(Data listing)
+ + +

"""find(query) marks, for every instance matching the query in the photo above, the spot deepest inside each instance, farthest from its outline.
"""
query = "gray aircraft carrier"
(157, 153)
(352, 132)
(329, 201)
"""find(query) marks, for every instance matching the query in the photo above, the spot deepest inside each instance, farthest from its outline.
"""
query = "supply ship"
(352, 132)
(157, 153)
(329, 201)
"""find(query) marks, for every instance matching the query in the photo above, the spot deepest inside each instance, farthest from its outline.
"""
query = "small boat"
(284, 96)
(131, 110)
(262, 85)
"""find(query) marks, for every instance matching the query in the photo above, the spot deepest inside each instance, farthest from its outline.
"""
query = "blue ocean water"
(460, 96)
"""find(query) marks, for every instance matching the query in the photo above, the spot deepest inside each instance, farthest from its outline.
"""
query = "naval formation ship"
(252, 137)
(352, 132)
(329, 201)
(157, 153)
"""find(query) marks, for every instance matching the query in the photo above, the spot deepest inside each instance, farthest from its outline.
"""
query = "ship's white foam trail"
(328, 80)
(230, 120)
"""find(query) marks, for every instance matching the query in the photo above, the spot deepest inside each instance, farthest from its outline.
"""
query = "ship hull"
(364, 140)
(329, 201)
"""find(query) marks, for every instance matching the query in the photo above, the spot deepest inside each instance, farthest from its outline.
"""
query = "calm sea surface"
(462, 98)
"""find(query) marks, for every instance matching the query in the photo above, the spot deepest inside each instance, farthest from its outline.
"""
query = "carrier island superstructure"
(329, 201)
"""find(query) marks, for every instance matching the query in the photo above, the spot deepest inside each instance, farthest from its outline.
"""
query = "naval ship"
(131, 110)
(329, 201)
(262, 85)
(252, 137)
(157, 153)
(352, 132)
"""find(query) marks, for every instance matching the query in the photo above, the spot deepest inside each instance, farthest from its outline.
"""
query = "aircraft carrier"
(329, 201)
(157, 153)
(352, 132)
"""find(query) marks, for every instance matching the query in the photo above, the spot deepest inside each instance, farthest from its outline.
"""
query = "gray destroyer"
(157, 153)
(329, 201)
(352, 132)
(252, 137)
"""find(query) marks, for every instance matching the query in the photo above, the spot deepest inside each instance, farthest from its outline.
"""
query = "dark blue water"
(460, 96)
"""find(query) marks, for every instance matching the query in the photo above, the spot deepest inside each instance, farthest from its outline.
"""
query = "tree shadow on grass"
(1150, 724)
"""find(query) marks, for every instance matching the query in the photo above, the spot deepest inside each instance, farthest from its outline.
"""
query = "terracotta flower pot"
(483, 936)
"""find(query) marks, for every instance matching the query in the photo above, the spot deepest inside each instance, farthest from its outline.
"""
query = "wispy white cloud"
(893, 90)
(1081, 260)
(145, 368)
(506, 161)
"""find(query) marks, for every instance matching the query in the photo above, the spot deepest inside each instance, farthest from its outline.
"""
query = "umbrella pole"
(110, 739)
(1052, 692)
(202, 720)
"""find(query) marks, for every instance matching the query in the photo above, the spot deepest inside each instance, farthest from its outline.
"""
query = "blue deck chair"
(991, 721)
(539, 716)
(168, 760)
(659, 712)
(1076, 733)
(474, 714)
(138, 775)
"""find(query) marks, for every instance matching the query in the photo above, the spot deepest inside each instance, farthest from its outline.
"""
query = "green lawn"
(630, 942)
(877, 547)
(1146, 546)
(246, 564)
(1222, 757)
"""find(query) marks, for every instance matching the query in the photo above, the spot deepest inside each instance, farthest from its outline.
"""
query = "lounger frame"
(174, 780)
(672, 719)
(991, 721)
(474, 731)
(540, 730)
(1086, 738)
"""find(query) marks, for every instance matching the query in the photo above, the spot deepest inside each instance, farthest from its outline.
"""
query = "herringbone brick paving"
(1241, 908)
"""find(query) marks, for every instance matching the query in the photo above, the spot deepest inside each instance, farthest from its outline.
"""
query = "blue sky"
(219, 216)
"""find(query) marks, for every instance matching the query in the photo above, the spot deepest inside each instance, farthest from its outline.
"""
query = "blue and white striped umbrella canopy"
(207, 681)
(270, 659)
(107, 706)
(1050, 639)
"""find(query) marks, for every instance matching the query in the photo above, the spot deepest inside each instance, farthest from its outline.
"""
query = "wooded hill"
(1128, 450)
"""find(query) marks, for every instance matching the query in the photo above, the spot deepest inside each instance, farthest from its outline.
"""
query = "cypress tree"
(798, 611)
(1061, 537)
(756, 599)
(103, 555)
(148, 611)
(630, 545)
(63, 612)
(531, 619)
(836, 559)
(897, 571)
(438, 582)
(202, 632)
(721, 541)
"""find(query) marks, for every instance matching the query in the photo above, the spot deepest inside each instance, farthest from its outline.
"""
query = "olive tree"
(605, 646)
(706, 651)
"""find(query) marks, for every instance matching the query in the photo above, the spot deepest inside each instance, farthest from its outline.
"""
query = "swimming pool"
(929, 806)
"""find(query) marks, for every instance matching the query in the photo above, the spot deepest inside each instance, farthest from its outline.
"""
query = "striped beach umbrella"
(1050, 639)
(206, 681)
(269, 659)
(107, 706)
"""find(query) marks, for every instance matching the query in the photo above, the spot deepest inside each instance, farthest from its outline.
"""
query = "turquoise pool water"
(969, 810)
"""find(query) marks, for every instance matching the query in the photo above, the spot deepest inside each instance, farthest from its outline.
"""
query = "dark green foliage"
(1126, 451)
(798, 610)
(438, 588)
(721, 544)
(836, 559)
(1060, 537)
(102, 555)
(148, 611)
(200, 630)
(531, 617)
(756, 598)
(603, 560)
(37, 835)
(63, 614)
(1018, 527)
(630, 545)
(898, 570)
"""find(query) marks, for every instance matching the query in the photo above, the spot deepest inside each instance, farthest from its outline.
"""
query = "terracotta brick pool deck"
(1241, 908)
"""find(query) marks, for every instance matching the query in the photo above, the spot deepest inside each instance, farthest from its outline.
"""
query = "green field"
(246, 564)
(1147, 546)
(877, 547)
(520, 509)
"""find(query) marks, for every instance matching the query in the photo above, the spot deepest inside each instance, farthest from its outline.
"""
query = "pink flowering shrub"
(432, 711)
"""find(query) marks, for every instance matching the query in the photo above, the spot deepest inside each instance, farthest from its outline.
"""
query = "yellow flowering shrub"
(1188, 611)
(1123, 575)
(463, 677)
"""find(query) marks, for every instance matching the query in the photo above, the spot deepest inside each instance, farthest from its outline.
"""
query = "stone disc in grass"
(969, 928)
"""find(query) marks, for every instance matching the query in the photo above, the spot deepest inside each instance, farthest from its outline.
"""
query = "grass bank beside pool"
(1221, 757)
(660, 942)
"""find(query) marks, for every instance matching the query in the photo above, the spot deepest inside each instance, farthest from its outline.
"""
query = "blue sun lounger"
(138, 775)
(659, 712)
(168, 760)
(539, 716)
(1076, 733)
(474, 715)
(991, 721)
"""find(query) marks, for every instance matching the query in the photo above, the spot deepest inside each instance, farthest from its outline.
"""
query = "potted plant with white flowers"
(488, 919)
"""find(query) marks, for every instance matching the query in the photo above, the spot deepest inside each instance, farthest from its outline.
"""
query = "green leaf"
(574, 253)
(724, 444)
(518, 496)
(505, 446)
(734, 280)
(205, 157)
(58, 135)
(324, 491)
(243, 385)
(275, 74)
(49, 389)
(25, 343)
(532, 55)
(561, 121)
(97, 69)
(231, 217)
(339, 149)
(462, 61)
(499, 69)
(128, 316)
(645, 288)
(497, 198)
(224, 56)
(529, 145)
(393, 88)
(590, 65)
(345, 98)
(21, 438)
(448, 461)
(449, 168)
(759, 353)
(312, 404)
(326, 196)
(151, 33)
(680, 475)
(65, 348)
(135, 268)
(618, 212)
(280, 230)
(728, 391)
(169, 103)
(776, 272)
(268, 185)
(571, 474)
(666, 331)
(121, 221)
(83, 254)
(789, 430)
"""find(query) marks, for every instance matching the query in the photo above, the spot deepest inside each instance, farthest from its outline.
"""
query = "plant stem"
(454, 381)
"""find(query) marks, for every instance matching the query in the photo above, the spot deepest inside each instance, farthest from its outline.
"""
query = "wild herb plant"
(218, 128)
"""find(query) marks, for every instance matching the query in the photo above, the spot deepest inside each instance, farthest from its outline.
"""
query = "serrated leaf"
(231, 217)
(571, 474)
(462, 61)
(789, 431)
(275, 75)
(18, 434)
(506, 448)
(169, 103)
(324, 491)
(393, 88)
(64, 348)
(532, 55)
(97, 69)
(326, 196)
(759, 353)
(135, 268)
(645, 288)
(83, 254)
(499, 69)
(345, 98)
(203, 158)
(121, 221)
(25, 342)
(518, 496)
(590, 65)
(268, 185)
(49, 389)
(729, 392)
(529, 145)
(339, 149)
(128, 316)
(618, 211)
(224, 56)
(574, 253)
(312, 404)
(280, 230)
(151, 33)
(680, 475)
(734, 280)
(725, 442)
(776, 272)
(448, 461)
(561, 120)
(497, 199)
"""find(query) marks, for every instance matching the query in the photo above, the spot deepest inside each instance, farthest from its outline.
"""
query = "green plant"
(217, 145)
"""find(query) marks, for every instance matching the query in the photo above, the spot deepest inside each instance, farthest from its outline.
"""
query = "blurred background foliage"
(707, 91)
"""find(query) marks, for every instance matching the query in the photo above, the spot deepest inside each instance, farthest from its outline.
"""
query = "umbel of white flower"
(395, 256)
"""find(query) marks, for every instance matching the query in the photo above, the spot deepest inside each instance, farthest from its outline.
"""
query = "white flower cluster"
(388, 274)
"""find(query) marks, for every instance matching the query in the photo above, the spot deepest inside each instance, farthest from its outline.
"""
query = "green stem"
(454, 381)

+ + +

## The problem
Please tally the lines in the data listing above that contain the word "deck", and give only the number.

## Solution for this task
2